**Text under study:**
Routine Care: Selkirk Rexes need daily play sessions that stimulate their natural desires to hunt and explore. Keep their minds and bodies active or they may develop behavior issues. Cats are meticulously clean and demand a clean litter box. Be sure to provide at least one box for each cat and scoop waste daily. It is important that your cat drinks adequate amounts of water. If she won't drink water from her bowl try adding ice cubes or a flowing fountain.
Grooming: Selkirk Rexes need only regular, gentle brushing to keep their hair curly.
Dental: Selkirk Rexes have generally good teeth, and you can keep them perfect by brushing them at least twice a week!
Ear Care: Check her ears weekly for wax, debris, or signs of infection and clean when necessary. Don't worry - your veterinarian can show you how!
Selkirk Rexes are social, affectionate, and laid back, making them a sweet and loving family companion.
Good with children and other pets
Requires very little grooming
Affectionate, easygoing, and sweet
Whether you are considering adding a new Selkirk Rex to your family or you already have one as a companion, it is important for you to know about the genetically linked diseases known to occur more often in this breed. Of course not every Selkirk Rex will have these problems,but research shows your pal is more at risk than other breeds. By exploring the health concerns specific to the Selkirk Rex you will become a knowledgeable and confident pet parent. Be sure to speak with your veterinarian about breed risks every time you visit and educate yourself on the most important signs to watch for at home. She’s counting on you to be her health expert.

**Dataset:**
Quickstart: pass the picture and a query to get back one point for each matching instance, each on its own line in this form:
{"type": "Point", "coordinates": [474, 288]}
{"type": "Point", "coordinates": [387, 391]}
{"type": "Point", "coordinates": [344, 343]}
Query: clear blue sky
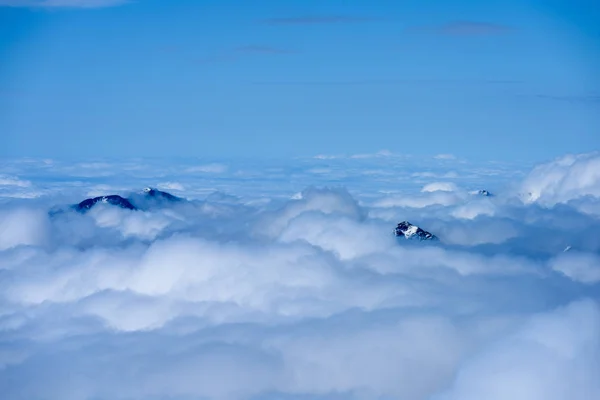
{"type": "Point", "coordinates": [508, 80]}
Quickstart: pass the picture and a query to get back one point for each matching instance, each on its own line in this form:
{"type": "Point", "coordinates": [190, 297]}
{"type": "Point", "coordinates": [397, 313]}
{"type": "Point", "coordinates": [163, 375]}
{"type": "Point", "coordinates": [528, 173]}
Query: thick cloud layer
{"type": "Point", "coordinates": [280, 282]}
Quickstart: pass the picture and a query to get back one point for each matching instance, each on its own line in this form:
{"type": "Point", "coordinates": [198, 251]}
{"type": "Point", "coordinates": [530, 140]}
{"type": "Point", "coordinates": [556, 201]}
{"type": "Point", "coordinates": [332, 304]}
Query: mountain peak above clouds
{"type": "Point", "coordinates": [409, 231]}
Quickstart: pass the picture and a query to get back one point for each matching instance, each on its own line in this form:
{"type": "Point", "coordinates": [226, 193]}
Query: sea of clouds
{"type": "Point", "coordinates": [283, 280]}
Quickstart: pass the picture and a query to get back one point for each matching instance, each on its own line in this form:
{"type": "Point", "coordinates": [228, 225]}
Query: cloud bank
{"type": "Point", "coordinates": [272, 282]}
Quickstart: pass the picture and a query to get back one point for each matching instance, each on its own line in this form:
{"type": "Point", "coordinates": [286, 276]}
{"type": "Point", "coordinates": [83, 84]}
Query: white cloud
{"type": "Point", "coordinates": [440, 187]}
{"type": "Point", "coordinates": [252, 292]}
{"type": "Point", "coordinates": [567, 178]}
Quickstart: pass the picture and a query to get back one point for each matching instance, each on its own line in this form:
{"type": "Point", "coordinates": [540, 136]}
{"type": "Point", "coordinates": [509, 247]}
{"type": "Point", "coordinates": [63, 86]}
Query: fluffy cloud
{"type": "Point", "coordinates": [247, 291]}
{"type": "Point", "coordinates": [567, 178]}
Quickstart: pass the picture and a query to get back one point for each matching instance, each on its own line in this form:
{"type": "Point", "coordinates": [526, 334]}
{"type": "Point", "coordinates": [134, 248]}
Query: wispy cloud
{"type": "Point", "coordinates": [465, 28]}
{"type": "Point", "coordinates": [62, 3]}
{"type": "Point", "coordinates": [322, 19]}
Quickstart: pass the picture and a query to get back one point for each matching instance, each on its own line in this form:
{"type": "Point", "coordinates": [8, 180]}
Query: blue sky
{"type": "Point", "coordinates": [508, 80]}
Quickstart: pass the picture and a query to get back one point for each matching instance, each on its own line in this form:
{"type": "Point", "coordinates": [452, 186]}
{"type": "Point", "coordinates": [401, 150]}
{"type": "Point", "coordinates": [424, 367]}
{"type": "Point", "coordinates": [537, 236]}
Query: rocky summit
{"type": "Point", "coordinates": [409, 231]}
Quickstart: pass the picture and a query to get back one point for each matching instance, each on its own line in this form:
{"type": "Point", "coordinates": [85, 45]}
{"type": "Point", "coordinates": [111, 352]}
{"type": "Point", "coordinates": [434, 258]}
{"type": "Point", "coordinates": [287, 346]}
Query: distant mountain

**Work order:** Please repeat the Selkirk Rex care text word for word, starting with "Routine Care: Selkirk" and going on through "show you how!".

**Solution to the exercise:**
Routine Care: Selkirk Rexes need daily play sessions that stimulate their natural desires to hunt and explore. Keep their minds and bodies active or they may develop behavior issues. Cats are meticulously clean and demand a clean litter box. Be sure to provide at least one box for each cat and scoop waste daily. It is important that your cat drinks adequate amounts of water. If she won't drink water from her bowl try adding ice cubes or a flowing fountain.
Grooming: Selkirk Rexes need only regular, gentle brushing to keep their hair curly.
Dental: Selkirk Rexes have generally good teeth, and you can keep them perfect by brushing them at least twice a week!
Ear Care: Check her ears weekly for wax, debris, or signs of infection and clean when necessary. Don't worry - your veterinarian can show you how!